About this exercise ->
Reproduce each line from the first in the data through the line that contains "# rows come back like column 296, row 245" exactly; give nothing else.

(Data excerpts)
+++

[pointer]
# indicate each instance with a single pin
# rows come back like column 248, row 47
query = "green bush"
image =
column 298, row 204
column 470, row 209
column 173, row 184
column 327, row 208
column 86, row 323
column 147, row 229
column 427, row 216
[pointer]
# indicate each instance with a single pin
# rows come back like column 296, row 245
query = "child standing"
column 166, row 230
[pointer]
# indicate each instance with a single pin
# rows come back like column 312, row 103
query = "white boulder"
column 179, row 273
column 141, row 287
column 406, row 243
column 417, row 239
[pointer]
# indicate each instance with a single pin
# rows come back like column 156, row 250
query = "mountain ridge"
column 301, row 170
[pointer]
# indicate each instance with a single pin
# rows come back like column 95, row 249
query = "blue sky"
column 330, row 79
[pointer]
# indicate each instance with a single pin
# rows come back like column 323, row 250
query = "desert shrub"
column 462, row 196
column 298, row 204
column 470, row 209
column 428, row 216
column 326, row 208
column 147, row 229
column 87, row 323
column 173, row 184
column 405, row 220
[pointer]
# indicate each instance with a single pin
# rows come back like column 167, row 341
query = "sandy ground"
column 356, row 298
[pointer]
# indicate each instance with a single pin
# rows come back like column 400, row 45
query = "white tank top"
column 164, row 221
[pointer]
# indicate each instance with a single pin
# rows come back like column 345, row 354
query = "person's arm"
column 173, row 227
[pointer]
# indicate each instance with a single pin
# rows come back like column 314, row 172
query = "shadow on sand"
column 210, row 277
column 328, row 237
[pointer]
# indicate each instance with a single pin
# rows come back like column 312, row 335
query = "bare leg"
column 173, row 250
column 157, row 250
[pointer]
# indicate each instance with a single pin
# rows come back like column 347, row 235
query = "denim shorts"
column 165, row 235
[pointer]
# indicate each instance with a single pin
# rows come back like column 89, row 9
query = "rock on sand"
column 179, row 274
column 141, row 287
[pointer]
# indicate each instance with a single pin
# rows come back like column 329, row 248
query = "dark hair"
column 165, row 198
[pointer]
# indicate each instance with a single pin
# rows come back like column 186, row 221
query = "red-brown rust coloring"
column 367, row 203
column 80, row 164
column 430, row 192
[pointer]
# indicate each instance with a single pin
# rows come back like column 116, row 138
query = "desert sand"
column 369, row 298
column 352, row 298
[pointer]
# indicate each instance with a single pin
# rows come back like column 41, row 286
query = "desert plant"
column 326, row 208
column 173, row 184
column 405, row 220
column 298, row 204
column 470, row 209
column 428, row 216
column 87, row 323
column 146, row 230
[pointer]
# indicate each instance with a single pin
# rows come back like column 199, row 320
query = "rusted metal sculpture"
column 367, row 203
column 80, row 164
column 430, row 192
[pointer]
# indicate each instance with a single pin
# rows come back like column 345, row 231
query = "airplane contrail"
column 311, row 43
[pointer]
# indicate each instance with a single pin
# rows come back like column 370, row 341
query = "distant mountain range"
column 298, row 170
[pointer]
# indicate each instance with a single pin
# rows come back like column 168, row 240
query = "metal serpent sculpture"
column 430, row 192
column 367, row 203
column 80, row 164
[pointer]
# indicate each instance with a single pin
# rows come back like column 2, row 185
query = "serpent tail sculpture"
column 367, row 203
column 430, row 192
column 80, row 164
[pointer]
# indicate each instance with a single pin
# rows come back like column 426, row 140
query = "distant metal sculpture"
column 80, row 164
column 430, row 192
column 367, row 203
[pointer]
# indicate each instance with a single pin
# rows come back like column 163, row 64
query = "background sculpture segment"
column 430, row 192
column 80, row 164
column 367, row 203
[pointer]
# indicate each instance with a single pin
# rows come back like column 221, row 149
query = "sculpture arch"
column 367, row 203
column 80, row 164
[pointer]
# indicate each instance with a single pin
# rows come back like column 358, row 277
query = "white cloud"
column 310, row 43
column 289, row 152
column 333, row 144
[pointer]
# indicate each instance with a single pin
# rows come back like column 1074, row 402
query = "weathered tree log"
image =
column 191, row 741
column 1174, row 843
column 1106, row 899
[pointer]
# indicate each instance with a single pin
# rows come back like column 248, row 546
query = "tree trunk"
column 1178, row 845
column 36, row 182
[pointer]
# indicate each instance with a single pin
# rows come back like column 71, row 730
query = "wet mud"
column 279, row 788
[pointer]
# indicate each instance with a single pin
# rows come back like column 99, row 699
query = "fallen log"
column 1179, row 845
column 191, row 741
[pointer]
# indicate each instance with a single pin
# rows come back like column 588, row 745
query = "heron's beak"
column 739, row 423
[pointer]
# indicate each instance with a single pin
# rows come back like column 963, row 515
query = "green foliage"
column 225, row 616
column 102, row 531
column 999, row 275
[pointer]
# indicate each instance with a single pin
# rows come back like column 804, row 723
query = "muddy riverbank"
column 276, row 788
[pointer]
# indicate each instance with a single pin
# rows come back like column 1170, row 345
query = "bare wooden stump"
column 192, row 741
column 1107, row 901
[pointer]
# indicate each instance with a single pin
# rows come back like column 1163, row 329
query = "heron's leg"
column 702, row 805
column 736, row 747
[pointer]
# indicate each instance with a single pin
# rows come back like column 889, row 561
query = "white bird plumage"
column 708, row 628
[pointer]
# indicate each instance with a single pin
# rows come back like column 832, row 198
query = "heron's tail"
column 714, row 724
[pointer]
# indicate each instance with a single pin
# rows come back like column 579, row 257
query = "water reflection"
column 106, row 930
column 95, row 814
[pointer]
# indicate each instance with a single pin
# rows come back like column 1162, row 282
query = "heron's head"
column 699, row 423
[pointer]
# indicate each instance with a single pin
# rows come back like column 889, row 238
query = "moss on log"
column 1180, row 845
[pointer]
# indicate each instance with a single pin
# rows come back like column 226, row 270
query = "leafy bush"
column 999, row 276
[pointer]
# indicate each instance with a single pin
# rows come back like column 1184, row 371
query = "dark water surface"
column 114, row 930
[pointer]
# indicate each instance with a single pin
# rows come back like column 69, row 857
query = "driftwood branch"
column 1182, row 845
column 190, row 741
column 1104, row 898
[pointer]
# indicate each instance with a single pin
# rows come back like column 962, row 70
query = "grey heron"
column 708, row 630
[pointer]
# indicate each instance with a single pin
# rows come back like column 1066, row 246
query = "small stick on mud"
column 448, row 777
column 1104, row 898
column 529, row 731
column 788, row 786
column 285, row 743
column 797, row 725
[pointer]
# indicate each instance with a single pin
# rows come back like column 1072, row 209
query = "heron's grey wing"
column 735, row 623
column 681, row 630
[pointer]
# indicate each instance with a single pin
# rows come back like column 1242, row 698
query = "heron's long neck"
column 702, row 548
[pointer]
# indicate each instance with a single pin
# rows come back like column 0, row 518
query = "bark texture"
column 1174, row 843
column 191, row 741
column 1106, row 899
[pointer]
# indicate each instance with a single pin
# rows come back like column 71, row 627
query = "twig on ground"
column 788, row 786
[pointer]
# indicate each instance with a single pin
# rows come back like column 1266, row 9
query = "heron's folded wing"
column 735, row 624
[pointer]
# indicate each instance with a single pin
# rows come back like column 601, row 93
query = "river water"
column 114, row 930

+++

Final answer ->
[pointer]
# indicate each instance with a single pin
# rows come back like column 248, row 47
query = "green bush"
image =
column 298, row 204
column 470, row 209
column 173, row 184
column 327, row 208
column 86, row 323
column 147, row 229
column 427, row 216
[pointer]
# indicate each instance with a single pin
# rows come back like column 296, row 245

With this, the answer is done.